* Objective: Below are records; print only the lines from the line containing "If you could tag each instance of the shirt cuff" to the end, both included, reproduced exactly and without the pictures.

── Data for processing

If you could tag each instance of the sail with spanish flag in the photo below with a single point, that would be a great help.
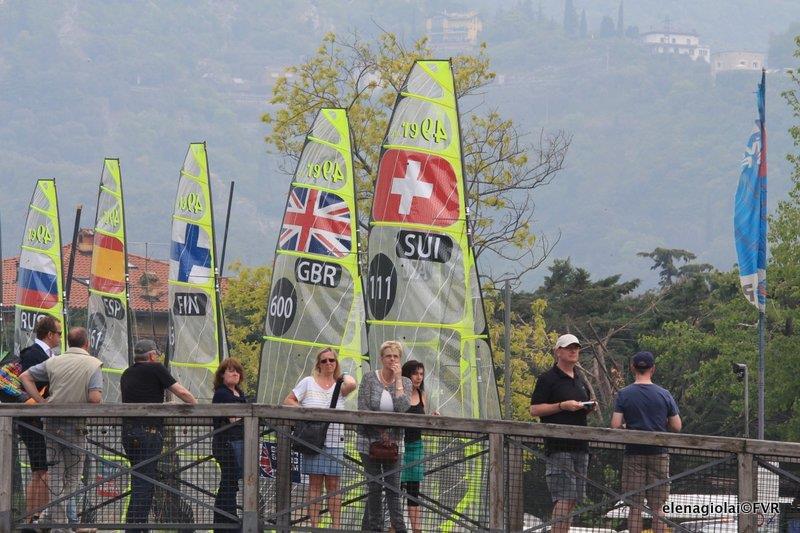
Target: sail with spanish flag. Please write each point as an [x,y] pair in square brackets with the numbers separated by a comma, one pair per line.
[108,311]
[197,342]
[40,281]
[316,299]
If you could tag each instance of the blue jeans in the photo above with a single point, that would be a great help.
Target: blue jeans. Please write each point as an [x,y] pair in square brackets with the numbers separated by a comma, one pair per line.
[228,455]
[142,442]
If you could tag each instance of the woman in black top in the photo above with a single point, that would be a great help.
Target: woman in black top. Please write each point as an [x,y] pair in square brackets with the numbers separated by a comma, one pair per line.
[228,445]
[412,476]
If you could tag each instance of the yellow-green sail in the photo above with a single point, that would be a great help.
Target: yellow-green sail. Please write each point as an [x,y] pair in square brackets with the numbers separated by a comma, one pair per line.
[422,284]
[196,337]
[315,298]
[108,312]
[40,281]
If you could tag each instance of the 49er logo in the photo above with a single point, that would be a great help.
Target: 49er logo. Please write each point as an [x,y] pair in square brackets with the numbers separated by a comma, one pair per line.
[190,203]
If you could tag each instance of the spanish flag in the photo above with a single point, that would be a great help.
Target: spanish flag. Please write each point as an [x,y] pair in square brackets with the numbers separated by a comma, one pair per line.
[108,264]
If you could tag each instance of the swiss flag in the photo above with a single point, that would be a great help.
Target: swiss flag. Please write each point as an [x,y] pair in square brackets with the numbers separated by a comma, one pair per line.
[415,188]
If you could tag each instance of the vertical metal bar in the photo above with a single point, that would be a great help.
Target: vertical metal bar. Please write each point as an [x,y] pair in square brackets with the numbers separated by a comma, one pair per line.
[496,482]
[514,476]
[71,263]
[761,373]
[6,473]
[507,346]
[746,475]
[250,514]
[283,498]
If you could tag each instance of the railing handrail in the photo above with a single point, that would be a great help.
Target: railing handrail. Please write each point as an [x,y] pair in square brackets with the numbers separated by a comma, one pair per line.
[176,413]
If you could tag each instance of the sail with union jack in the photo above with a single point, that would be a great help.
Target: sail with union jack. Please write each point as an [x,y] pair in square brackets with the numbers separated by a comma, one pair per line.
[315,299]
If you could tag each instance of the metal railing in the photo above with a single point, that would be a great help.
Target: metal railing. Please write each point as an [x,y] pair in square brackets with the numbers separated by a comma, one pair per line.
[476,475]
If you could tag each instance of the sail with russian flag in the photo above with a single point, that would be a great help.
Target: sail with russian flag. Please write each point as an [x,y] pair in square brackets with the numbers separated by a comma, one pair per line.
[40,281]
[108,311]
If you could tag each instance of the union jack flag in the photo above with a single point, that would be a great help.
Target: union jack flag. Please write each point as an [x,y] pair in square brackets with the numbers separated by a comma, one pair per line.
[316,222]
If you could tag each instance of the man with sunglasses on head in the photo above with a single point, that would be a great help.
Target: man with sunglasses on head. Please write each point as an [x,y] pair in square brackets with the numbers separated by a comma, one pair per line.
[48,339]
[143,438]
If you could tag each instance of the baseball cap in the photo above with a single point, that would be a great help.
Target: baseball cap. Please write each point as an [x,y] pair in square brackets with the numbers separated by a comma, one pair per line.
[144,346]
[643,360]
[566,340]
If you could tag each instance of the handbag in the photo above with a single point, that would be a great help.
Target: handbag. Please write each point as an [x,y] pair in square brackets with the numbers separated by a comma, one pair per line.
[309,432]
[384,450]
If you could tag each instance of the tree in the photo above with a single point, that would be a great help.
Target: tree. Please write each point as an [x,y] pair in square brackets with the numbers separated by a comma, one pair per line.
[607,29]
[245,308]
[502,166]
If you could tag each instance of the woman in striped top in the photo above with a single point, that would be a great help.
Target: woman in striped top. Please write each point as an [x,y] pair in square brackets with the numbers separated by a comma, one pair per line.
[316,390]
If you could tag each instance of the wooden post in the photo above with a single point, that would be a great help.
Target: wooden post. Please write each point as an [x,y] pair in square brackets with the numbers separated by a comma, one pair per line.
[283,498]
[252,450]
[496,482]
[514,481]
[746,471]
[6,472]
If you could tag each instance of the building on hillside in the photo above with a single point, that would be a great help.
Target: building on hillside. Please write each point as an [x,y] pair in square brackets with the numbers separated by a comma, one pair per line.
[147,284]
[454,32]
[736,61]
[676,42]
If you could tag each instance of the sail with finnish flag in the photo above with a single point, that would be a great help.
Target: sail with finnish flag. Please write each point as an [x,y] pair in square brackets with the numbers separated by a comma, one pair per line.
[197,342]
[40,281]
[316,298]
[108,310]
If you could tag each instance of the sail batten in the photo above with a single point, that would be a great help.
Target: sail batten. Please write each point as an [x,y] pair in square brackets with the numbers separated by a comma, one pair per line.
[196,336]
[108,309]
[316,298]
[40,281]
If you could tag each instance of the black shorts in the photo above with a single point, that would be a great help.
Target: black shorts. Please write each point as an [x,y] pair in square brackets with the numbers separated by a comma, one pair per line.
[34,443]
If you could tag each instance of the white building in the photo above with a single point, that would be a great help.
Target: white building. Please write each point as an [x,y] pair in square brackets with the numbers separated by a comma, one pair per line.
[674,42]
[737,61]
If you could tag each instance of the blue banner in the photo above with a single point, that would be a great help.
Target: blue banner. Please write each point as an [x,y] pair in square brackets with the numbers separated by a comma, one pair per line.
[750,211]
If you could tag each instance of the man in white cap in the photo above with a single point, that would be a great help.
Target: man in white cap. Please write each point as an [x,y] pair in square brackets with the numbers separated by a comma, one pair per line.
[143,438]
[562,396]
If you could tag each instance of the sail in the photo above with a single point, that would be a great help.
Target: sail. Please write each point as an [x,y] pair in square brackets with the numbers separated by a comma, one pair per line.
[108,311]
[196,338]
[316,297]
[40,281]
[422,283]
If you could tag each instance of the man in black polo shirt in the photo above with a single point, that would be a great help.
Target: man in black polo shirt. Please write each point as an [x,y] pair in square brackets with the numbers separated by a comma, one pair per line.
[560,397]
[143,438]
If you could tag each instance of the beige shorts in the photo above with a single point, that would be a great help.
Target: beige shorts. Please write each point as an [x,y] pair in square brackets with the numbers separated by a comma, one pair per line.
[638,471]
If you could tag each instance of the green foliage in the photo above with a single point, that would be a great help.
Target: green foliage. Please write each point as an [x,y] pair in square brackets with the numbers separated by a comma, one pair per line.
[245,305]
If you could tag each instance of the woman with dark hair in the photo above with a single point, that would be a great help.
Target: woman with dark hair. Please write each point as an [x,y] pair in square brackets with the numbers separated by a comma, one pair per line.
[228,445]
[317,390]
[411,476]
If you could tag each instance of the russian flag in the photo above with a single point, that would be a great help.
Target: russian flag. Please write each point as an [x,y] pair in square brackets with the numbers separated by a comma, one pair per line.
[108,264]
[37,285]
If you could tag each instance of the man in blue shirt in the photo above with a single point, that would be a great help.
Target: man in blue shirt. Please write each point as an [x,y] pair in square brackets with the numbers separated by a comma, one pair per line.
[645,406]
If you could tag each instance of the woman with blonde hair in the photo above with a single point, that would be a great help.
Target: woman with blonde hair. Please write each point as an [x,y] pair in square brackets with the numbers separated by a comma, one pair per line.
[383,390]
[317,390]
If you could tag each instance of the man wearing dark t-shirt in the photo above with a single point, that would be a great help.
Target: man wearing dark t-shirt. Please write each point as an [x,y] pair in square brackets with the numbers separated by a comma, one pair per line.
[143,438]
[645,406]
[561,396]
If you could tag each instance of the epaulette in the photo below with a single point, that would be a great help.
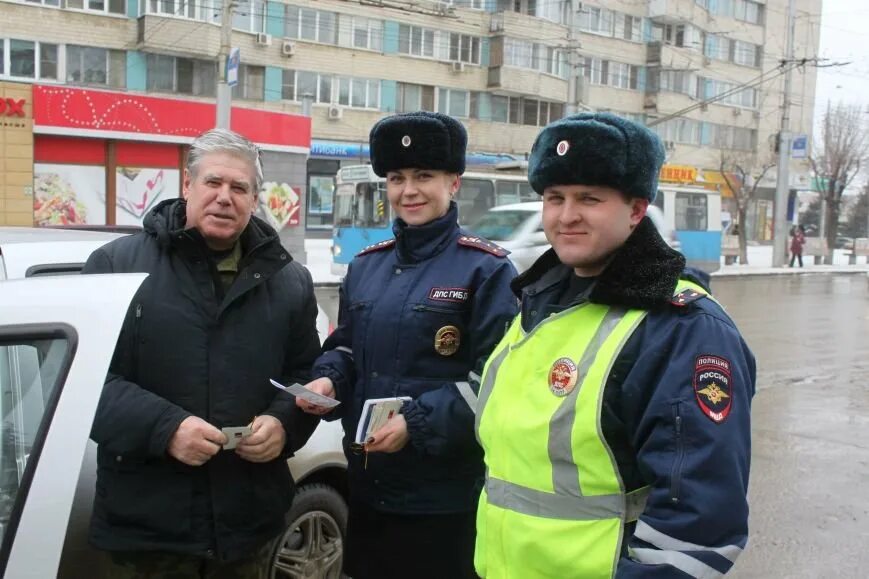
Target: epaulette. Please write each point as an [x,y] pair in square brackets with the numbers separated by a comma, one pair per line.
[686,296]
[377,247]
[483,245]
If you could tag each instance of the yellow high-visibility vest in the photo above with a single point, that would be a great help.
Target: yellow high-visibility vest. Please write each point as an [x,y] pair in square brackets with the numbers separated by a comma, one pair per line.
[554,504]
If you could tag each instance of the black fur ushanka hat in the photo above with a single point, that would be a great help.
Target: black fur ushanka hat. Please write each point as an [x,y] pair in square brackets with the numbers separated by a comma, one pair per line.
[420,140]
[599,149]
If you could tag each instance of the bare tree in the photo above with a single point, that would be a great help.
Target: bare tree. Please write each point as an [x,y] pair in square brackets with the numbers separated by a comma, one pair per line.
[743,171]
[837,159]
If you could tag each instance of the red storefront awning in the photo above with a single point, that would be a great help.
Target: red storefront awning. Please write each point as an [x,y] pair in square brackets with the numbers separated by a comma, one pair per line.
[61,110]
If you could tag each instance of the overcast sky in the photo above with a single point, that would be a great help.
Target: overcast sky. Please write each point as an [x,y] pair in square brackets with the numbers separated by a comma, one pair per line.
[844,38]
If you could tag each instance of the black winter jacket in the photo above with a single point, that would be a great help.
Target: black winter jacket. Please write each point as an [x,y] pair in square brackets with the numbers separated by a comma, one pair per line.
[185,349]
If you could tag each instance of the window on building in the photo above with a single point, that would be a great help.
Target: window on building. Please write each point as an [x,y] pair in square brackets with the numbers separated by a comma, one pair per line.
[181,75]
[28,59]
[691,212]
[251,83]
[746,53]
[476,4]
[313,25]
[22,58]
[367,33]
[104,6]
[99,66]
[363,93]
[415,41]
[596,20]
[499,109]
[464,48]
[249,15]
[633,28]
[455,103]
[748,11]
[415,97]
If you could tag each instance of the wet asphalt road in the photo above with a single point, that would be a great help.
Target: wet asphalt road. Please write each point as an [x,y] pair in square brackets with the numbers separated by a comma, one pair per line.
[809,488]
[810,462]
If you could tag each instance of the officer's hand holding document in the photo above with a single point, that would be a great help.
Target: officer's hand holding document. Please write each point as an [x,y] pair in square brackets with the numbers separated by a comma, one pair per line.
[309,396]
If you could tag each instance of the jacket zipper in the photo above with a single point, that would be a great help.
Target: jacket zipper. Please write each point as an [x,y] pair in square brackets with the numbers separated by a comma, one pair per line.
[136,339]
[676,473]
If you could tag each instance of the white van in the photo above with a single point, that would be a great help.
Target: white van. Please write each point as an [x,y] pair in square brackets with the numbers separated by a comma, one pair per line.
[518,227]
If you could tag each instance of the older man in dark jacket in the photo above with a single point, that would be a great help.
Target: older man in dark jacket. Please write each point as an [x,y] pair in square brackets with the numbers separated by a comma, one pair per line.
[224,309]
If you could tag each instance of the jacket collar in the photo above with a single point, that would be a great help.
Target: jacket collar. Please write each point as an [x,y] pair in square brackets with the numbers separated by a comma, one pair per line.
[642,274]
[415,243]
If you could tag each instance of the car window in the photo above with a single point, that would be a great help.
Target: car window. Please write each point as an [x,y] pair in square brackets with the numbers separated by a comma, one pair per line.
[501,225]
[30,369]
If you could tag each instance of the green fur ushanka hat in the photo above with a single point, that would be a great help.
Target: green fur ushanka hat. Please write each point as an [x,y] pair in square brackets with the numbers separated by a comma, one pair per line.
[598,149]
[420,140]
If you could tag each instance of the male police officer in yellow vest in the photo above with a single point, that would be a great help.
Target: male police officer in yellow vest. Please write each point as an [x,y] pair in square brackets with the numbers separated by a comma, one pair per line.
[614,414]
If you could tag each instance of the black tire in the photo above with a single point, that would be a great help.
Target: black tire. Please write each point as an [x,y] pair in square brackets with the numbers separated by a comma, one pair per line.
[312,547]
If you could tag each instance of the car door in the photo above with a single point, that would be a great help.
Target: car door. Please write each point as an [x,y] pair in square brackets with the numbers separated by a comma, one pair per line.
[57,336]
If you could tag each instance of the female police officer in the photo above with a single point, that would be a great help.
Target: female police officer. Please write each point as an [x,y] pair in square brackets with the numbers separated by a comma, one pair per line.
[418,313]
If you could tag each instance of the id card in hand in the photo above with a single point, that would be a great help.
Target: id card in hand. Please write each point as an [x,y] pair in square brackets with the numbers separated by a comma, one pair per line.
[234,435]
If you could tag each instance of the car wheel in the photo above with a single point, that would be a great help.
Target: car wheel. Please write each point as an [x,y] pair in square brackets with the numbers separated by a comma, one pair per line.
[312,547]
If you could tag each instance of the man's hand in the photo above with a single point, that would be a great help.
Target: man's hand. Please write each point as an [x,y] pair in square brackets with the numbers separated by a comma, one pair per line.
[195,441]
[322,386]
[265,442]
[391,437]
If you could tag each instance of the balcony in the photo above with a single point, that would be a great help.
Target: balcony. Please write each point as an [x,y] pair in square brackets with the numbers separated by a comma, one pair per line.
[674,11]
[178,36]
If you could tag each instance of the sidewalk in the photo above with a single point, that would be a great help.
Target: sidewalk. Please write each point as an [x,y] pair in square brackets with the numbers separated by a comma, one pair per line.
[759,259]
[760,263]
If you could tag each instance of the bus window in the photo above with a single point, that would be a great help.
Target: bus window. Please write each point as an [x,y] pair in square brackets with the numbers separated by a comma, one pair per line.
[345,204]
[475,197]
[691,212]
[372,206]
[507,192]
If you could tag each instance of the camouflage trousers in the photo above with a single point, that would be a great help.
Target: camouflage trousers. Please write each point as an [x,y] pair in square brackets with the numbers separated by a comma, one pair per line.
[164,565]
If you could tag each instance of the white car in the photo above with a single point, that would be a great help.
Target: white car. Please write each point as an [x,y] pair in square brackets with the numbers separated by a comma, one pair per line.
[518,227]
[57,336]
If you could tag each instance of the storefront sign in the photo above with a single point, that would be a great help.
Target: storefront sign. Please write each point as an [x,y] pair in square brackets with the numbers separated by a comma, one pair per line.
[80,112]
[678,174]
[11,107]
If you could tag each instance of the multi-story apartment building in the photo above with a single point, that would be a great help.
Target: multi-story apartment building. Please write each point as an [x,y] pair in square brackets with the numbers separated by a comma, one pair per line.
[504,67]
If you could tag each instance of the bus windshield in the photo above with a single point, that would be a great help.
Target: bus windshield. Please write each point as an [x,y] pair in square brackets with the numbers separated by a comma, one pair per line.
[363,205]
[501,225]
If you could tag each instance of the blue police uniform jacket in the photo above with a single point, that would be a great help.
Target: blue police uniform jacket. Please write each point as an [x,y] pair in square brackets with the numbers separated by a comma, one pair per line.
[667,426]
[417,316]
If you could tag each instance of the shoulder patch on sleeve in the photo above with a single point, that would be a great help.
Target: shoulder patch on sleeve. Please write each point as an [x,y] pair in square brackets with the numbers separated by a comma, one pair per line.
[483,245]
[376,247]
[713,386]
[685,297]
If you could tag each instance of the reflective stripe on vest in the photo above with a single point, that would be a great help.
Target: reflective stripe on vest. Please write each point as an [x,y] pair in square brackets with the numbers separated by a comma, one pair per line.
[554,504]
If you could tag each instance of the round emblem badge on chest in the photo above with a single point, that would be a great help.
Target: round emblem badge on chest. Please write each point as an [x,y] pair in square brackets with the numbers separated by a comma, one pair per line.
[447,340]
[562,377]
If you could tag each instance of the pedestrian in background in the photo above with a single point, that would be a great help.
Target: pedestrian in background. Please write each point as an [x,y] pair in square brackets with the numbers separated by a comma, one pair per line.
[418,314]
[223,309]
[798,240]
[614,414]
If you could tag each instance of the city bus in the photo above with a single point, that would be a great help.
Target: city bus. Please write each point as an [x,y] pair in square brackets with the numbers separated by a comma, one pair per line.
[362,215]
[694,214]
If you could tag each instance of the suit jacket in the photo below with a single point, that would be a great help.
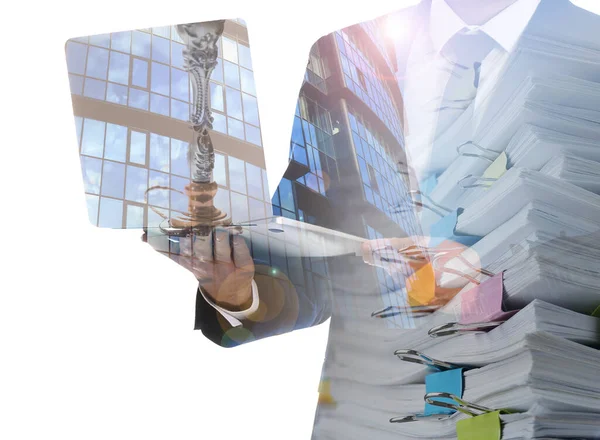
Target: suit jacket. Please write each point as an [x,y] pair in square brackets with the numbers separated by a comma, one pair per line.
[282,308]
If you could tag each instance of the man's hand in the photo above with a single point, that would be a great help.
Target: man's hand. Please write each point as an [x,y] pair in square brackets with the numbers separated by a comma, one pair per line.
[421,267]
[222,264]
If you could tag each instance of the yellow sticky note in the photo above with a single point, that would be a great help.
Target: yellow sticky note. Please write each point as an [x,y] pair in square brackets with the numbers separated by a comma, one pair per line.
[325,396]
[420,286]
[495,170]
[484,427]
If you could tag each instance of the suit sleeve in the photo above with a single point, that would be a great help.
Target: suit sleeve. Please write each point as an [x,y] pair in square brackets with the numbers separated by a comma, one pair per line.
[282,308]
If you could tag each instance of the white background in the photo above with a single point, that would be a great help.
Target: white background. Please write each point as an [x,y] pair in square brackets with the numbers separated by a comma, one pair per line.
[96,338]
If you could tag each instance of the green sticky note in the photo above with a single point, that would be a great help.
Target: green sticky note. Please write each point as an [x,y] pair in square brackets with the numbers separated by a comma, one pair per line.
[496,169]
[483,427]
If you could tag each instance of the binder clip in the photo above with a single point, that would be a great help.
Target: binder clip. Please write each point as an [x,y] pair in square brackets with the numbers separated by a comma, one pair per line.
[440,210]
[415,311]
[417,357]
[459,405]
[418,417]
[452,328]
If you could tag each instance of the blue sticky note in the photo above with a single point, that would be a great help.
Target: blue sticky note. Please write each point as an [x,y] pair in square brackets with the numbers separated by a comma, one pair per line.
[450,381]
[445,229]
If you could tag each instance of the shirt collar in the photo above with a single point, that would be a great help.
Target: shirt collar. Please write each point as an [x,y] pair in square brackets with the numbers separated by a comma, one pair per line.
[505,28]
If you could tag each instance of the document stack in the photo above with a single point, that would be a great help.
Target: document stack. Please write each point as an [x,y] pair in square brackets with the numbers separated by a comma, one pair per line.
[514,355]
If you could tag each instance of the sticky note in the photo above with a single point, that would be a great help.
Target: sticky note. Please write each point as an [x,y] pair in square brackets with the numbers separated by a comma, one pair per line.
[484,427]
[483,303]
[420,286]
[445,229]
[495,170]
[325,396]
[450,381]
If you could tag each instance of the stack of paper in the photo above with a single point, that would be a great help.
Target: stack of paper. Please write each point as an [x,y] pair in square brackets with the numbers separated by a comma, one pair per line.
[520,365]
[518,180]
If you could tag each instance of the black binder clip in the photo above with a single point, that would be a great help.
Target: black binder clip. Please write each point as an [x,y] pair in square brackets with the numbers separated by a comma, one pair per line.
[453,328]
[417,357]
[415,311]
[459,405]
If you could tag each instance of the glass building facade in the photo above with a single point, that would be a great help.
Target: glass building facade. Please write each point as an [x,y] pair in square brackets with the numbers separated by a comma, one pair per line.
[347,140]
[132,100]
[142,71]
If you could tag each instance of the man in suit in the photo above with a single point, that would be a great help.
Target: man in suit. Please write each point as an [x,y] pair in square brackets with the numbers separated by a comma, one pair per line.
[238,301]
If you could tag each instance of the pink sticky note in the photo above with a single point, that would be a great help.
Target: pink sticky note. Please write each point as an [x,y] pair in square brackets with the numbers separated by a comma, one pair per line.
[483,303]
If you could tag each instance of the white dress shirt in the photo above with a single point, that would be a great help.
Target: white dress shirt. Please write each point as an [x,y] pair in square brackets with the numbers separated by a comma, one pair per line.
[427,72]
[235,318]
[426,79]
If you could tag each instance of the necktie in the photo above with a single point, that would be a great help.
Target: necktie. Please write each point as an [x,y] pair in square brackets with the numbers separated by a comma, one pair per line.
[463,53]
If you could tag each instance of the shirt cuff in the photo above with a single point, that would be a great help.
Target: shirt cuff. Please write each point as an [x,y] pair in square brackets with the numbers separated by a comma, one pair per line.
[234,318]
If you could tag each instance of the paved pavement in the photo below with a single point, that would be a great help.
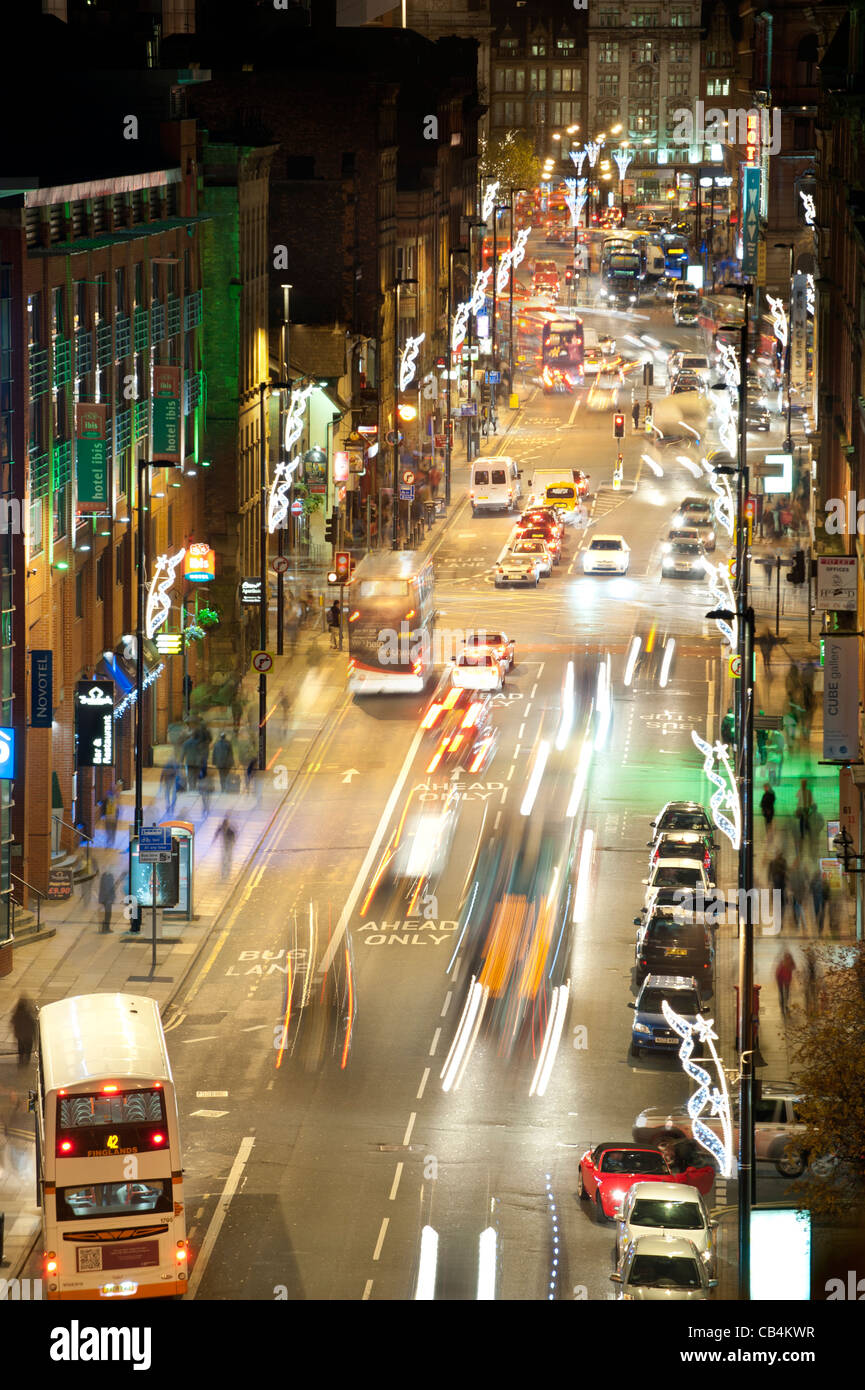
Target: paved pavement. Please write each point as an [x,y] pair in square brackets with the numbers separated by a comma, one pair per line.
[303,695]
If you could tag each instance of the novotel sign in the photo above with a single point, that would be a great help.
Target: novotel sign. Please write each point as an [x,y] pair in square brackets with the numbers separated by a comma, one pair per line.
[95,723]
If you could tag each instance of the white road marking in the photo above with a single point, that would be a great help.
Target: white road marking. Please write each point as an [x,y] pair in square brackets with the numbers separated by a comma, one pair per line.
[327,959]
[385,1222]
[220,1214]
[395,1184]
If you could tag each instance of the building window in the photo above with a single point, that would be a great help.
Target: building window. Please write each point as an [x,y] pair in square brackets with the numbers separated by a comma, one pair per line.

────

* Full solution:
If you could tag each instance of the shirt cuff in the photo above with a single point, that would be a great help.
Target: shirt cuff. Please write each point as an [x,y] pair in square brackets with the numbers separated by a comma, one pair per line.
[234,318]
If you could tag each instance of the paved pavement in the photo below with a single point, that would be a great help.
Target: paved pavement. Please write each point as an [x,y] pair in square brackets with the numbers separated by a comma, one pair per line.
[303,695]
If you could tag each instance of the novotel sign in the photo above with a single point, that would be a great help.
Target: novotel sign. Please write each point as an [x,y] pair in square brackets with the numbers separated by a comma, one pair per line.
[95,723]
If you could tag each instance of the white road marking in the photo above with a single point, that would be a great help.
Target: white road marking. Please write each point as an [x,y] pair in square brackets with the numbers separated by a comma, one pair per line.
[327,959]
[385,1222]
[220,1214]
[395,1184]
If you could tag each instance of the building window in the photo above with a single point, that would be a great help.
Target: building window. Please write each point as an [x,y] pair in square brackets with the numbers separated by a comma, one pair per line.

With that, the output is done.